As Syria enters its precarious new era under President Ahmad al‑Sharaa, many in the West have hailed his leadership as a remarkable turn toward moderation. Once an al-Qaeda leader, al‑Sharaa now speaks of reconstruction and democracy while courting Western patronage. Recent commentary suggests that his pragmatism represents an ideological transformation. 

Such optimism is tempting—but deeply flawed and even dangerous. While a Syrian success story would be welcome in a West weary of endless conflict in the Middle East, true foreign policy realism requires more than hopeful engagement; it demands a sober assessment of ideology, historical precedent, and power ambitions, lest we mistake expedient rebranding for genuine reform. 

Rebranding a Jihadist 

Al‑Sharaa’s transformation from jihadist commander to “statesman” follows a well-established pattern among political Islamists who, having learned hard lessons from the failures of al‑Qaeda, ISIS and the Taliban, now recognize that violent fundamentalism may win territory but cannot sustain legitimacy. Al‑Sharaa has internalized and integrated the lessons from those failures. His shift from fatigues and turban to Western attire is not a repudiation of ideology—it is an adaptation of method

By recasting himself as a moderate pragmatist, al‑Sharaa is pursuing the long game. He has studied how the Taliban’s rigid theocracy triggered global isolation and how ISIS’s savagery ensured its own annihilation. In contrast, al-Sharaa’s goal is to secure international buoyancy through persuading the West that engagement with him is the least bad option.
------------------------------------
Retype the stretch of the commentary on Syria's president from "As Syria enters" through "for genuine reform.".

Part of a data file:
------------------------------------
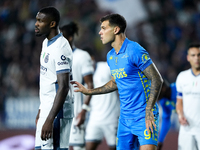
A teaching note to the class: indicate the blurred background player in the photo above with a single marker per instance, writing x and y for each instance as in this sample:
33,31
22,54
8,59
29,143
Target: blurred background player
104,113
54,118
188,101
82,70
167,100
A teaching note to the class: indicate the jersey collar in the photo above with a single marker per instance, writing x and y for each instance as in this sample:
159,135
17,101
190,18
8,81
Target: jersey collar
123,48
------------------------------------
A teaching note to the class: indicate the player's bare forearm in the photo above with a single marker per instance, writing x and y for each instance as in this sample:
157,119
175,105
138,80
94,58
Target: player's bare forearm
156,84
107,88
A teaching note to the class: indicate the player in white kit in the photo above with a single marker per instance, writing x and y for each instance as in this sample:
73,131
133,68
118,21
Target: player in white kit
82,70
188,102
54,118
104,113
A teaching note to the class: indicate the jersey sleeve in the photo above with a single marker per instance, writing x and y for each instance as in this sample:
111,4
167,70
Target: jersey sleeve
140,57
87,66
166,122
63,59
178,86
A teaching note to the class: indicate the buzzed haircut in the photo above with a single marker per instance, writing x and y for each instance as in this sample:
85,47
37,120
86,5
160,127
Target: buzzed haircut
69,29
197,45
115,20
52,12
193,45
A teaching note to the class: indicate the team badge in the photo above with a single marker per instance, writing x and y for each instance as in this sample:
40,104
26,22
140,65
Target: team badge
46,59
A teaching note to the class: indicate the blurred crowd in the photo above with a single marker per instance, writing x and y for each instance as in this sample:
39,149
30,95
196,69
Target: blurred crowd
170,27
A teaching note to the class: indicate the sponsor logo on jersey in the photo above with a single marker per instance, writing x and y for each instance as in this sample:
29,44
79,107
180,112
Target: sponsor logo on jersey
------------------------------------
> Written reply:
As Syria enters its precarious new era under President Ahmad al‑Sharaa, many in the West have hailed his leadership as a remarkable turn toward moderation. Once an al-Qaeda leader, al‑Sharaa now speaks of reconstruction and democracy while courting Western patronage. Recent commentary suggests that his pragmatism represents an ideological transformation. 

Such optimism is tempting—but deeply flawed and even dangerous. While a Syrian success story would be welcome in a West weary of endless conflict in the Middle East, true foreign policy realism requires more than hopeful engagement; it demands a sober assessment of ideology, historical precedent, and power ambitions, lest we mistake expedient rebranding for genuine reform.